:: The tasks ::
1. Return, word for word, the part of the passage about Savinar and peak oil starting with "For a young, quick-witted, able-bodied" and going on through "will outstrip supply.".
2. Resume the passage about Savinar and peak oil after its last sentence.

Savinar doesn't drive because he's saving the money he'd spend on a used car to buy land; he's not sure exactly where yet, but somewhere with a supply of fresh water, arable soil, low population density and that's far from military bases. He's starting to get back into bodybuilding again, too, all the better to be healthy and in shape to till the earth and grow food, when the time comes. "I happen to think that we're going straight to hell, and I'm trying to figure out how to be in the least hot place of hell," he told me recently on an incongruously balmy 72 degree February afternoon in sunny Santa Rosa, Calif., at a restaurant just a few blocks from the apartment where he lives.
For a young, quick-witted, able-bodied man with an advanced degree, living in the most prosperous country in the world, Savinar has a pretty dim view of his -- and all the rest of our -- prospects. He believes that many if not most of the trappings of modern American life are endangered species and he's trying to figure out how not to become one of them. So Savinar has become a full-time prophet of "peak oil," spreading the word about how the world's oil production will soon peak and global demand will outstrip supply.
When that happens, he imagines that all the ways Americans now depend on oil will become rudely apparent, as the price of everything from filling up at the pump to fruits and vegetables in the supermarket shoots up. Cities and towns will start to struggle to provide basic services like police, firefighting, school buses, water and road repair. Office workers will lose jobs because they can't afford to commute to work from their suburban homes. Even if they could get to the office, there'll be fewer white-collar jobs, as businesses flounder under the strain of a flailing global economy. Yet suburbanites will be grateful for those big backyards to support vegetable gardens, if they can just keep their hungry neighbors from sneaking in at night and stealing their harvest. All that is before we even consider the possibility of an oil war with the likes of China, where, incidentally, so many of those cheap goods that we've come to depend on are manufactured.
But here's what really drives Savinar crazy. As our whole world is about to go hurtling, sickeningly, down the other side of peak oil, we cling to the vain hope that better fuel efficiency, more conservation and alternative energy will step in to save the day. He can't believe our ignorance. Just look at his lunch: chicken fajitas with red and green peppers, brown rice and green salad. Sound wholesome and healthy? No, Savinar reminds me, it's brought here courtesy of cheap energy.

:: Given entries ::
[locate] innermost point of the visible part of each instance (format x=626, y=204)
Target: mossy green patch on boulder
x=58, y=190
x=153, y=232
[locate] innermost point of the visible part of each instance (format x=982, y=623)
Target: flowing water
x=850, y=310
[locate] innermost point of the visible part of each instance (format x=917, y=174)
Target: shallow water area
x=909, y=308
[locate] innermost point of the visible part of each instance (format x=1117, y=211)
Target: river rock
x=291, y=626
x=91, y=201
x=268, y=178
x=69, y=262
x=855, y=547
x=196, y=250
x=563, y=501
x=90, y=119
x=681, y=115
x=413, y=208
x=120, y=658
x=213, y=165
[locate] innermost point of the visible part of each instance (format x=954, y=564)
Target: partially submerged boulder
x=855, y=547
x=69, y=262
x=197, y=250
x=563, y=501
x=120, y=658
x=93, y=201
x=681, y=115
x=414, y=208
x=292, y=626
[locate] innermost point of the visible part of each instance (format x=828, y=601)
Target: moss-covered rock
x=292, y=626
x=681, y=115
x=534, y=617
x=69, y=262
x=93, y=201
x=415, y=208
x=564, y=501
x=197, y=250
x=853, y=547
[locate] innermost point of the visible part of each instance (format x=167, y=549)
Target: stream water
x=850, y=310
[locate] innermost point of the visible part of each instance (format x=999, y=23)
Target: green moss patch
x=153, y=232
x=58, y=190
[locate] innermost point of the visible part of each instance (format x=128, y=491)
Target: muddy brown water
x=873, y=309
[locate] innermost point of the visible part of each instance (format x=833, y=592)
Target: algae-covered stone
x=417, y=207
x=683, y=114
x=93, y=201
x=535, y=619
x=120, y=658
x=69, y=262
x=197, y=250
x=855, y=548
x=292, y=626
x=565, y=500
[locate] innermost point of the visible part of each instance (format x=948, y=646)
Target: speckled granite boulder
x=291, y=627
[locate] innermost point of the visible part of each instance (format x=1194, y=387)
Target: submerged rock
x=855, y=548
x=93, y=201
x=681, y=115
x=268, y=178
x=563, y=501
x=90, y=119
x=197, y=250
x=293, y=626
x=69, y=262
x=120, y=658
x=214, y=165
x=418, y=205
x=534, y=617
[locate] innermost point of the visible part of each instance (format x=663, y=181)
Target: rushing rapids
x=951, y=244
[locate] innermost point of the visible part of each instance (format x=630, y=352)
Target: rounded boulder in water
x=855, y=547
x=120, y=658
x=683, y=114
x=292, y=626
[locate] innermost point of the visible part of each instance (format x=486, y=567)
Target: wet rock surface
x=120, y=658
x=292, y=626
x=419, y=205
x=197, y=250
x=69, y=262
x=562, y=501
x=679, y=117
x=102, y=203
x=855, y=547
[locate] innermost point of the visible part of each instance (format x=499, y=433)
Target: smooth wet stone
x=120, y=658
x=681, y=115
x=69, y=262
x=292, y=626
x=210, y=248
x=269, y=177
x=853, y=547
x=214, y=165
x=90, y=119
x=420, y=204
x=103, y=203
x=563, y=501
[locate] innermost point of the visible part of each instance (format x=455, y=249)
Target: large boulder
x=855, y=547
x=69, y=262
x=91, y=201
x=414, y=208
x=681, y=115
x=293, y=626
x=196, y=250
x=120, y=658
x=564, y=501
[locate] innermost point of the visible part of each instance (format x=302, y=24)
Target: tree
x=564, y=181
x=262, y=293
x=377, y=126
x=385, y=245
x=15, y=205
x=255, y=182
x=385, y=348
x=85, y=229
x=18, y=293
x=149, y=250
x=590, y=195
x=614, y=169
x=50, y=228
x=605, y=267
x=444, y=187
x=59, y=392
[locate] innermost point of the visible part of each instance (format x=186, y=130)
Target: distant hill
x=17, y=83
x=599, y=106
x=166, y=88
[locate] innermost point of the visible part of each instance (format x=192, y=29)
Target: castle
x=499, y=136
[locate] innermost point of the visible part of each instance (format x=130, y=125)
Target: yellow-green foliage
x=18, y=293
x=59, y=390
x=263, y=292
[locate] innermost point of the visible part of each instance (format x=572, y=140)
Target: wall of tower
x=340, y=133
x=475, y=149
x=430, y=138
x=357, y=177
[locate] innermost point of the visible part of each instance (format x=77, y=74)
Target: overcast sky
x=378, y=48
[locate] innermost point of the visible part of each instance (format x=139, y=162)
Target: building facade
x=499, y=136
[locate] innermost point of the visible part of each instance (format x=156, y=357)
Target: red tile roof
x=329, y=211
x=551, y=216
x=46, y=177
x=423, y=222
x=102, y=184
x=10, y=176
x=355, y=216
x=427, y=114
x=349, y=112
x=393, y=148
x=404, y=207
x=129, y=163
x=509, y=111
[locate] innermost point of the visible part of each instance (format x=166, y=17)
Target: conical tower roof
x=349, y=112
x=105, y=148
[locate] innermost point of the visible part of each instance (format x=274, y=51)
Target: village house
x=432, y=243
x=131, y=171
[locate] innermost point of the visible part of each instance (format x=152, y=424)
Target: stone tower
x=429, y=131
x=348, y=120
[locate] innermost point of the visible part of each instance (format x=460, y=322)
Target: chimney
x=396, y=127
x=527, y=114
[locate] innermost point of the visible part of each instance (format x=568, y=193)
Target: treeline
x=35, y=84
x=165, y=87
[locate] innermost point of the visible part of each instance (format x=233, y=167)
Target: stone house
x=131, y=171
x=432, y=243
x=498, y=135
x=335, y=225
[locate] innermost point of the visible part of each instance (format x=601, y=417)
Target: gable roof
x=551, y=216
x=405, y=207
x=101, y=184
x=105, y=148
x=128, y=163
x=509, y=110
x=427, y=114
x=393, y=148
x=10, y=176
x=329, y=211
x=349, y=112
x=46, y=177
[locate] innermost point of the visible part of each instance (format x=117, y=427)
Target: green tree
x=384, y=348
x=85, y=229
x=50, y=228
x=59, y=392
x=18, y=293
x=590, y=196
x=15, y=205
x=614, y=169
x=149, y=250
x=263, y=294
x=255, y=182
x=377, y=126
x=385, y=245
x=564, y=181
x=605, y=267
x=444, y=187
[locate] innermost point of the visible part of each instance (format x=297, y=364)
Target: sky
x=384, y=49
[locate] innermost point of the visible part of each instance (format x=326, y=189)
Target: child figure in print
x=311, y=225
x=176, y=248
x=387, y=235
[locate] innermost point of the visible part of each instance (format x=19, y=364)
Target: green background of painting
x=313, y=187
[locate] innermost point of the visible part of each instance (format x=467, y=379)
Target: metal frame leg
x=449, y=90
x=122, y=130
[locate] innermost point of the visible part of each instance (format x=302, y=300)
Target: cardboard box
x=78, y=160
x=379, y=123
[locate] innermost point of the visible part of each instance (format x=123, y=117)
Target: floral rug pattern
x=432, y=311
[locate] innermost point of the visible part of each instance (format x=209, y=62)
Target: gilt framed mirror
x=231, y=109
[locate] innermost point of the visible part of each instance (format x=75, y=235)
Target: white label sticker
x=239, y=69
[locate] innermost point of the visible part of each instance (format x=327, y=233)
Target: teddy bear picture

:: The replies ::
1.
For a young, quick-witted, able-bodied man with an advanced degree, living in the most prosperous country in the world, Savinar has a pretty dim view of his -- and all the rest of our -- prospects. He believes that many if not most of the trappings of modern American life are endangered species and he's trying to figure out how not to become one of them. So Savinar has become a full-time prophet of "peak oil," spreading the word about how the world's oil production will soon peak and global demand will outstrip supply.

2.
"It's fossil fuels -- petroleum, coal, natural gas -- that have been converted into food," he says. Then, there's the wooden table he's eating it on, which was built god-knows-where and likely shipped here inexpensively courtesy of fossil fuels. Then, there's the financial system underpinning the bank loan that the owner of this restaurant likely got to open the joint, which is predicated on the idea that the economy will grow in the future, not shrink precipitously when oil prices spike. Then there's the asphalt on the four-lane of traffic outside, and the cars, trucks and, oh yes, SUVs zipping along on top of its smooth surface, as well as the concrete of the sidewalk bordering the mall across the street, where Ann Taylor and Talbots sell clothes surely imported from halfway around the world.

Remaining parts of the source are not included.